## TASK DETAILS
Collect every line of the material below that contains the word "yellow". Case counts.

## SUPPLIED DATA
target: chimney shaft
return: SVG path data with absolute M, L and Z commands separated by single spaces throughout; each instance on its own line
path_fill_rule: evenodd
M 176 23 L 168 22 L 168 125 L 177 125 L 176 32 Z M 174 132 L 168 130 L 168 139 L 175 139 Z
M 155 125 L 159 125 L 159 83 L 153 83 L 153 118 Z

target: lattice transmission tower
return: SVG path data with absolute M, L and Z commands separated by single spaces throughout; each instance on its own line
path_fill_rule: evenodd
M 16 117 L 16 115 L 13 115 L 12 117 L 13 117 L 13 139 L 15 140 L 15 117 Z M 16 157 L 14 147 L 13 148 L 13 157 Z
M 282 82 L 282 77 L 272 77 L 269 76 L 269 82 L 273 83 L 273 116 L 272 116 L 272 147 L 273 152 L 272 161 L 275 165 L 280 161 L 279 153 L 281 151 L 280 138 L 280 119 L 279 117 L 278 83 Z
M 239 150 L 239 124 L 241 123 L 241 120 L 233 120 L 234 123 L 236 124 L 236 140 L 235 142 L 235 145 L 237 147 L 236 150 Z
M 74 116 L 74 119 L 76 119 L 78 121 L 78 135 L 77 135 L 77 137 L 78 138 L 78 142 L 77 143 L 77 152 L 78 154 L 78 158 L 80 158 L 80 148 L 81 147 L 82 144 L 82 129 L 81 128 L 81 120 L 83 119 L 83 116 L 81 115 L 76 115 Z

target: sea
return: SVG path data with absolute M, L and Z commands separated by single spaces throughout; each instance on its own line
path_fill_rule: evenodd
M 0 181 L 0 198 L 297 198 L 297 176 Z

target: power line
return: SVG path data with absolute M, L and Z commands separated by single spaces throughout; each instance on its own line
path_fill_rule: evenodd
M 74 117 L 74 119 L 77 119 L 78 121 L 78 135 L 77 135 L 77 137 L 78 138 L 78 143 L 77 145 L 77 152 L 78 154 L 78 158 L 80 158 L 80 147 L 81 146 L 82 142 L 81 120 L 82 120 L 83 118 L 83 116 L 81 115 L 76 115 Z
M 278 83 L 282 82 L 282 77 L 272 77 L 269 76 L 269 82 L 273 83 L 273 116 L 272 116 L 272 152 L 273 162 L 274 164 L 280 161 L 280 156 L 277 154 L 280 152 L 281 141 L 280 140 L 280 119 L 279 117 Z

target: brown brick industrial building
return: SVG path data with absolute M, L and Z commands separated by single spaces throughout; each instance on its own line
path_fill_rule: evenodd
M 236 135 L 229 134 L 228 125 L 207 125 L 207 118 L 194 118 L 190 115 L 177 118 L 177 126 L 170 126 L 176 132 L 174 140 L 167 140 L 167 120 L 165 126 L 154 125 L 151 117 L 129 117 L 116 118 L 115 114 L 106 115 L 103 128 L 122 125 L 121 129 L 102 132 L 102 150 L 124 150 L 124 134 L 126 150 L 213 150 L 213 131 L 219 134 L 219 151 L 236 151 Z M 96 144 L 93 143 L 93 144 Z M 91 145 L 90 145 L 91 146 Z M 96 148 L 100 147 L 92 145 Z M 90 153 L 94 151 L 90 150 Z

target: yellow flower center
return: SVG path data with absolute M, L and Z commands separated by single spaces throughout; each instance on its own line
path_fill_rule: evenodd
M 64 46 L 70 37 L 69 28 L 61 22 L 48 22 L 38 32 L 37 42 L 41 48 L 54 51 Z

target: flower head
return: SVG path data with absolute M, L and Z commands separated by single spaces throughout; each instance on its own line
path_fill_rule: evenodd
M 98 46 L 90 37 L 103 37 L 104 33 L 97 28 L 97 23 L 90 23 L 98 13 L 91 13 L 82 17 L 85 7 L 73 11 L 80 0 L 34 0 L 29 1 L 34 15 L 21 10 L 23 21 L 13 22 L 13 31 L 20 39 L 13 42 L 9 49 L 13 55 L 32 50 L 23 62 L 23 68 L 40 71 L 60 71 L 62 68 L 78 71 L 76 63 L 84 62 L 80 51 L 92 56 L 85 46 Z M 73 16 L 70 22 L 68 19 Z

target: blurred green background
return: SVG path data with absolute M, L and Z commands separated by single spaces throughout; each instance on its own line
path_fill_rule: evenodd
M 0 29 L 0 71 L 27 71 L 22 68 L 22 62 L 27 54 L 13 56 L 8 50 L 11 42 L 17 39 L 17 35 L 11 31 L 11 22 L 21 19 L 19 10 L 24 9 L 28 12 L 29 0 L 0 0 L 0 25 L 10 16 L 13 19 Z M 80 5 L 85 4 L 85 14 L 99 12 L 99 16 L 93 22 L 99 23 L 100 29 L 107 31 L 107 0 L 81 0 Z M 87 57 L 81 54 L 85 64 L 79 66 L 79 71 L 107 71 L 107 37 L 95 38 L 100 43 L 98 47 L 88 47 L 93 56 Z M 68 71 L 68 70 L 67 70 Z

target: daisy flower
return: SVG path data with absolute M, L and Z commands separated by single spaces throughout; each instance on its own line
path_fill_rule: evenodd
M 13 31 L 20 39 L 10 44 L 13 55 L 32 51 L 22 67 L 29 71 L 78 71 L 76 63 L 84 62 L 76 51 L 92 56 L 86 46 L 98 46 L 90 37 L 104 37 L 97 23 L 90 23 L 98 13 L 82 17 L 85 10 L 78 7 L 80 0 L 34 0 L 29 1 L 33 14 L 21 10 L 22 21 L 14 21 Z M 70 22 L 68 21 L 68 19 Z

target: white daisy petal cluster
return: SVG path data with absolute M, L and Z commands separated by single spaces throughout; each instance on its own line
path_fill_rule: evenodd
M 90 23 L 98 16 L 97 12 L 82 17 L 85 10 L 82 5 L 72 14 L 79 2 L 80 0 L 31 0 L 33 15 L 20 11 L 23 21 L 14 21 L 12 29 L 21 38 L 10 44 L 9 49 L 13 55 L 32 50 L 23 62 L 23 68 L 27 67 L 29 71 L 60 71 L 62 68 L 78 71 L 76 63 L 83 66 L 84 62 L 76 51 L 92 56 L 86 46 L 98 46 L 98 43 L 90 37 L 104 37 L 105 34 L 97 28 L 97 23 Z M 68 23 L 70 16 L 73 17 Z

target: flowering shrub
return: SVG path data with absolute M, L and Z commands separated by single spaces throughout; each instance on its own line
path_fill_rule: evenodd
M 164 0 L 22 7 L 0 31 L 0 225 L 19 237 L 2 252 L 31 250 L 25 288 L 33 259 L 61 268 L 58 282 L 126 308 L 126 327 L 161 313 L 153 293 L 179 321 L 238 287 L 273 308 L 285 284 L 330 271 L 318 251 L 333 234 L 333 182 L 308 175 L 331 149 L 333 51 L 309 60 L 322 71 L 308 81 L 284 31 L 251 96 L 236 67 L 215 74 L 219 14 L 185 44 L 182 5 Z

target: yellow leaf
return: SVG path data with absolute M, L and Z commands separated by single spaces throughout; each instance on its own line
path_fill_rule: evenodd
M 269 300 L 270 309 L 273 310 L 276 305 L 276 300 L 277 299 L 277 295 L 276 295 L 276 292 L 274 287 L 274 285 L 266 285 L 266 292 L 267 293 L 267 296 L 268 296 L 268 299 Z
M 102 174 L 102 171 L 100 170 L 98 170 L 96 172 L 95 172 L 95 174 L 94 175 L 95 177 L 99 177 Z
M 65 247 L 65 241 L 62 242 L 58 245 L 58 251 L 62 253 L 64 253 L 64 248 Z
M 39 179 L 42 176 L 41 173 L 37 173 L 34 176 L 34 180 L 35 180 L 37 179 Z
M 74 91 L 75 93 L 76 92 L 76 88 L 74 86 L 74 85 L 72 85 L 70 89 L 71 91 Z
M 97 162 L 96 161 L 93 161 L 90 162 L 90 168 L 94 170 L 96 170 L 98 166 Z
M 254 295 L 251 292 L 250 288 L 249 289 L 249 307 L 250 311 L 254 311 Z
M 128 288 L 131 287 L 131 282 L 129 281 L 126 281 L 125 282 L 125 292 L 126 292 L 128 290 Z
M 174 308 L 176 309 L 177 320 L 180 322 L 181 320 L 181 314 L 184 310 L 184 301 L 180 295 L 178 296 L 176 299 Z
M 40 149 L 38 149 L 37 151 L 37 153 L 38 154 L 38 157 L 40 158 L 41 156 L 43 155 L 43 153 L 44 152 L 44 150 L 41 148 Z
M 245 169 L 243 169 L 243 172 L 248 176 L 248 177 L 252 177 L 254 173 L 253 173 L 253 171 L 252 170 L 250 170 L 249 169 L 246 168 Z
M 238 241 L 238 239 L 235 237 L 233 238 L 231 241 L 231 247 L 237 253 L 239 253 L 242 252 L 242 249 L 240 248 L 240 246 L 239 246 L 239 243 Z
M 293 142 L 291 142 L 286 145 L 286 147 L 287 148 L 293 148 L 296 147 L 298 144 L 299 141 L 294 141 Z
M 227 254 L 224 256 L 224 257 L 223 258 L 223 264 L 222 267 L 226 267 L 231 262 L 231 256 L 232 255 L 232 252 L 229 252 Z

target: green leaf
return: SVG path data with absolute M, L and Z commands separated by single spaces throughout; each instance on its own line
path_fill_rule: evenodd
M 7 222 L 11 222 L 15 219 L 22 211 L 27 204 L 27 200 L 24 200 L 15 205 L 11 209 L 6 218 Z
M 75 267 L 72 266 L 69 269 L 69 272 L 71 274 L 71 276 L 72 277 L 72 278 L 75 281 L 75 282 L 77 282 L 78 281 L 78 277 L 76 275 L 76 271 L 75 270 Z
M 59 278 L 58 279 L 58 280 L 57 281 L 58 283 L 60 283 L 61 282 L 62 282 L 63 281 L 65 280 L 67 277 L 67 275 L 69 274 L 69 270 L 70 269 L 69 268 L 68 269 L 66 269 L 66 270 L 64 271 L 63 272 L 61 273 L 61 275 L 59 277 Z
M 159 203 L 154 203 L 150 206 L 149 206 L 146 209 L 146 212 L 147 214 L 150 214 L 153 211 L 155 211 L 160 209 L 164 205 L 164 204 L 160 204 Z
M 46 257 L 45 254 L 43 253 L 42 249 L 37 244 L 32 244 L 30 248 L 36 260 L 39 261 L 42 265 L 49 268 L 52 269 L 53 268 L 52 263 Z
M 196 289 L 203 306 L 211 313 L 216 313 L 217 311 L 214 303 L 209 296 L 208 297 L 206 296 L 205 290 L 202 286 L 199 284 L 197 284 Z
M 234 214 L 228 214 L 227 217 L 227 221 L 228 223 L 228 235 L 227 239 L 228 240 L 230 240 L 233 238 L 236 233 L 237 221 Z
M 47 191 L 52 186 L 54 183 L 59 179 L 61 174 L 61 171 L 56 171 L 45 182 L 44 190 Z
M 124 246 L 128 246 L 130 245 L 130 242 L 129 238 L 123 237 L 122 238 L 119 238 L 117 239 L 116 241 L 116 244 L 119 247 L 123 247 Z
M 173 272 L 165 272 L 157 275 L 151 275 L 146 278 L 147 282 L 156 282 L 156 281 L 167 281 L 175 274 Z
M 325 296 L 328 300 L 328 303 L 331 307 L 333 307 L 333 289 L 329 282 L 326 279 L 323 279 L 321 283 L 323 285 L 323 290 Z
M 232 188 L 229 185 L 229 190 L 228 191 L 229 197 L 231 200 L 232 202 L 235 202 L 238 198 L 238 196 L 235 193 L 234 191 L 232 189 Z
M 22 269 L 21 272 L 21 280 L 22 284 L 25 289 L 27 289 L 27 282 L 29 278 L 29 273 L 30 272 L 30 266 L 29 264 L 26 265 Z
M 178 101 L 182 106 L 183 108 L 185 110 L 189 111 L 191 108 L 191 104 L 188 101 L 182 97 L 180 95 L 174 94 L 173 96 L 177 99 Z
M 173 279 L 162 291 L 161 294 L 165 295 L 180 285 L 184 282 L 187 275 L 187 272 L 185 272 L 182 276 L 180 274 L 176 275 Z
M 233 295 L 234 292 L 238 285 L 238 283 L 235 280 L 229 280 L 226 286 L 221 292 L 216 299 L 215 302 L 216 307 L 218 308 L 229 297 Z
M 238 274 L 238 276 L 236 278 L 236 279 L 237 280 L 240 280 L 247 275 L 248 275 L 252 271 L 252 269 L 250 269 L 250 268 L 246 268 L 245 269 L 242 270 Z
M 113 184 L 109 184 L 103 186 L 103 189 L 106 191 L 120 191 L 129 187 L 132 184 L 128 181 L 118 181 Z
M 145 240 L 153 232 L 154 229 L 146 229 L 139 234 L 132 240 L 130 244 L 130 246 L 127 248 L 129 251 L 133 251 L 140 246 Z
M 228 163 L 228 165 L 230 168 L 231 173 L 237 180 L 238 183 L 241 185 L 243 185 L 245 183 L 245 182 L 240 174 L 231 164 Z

## RESPONSE TO THIS EXERCISE
target: yellow flower center
target: yellow leaf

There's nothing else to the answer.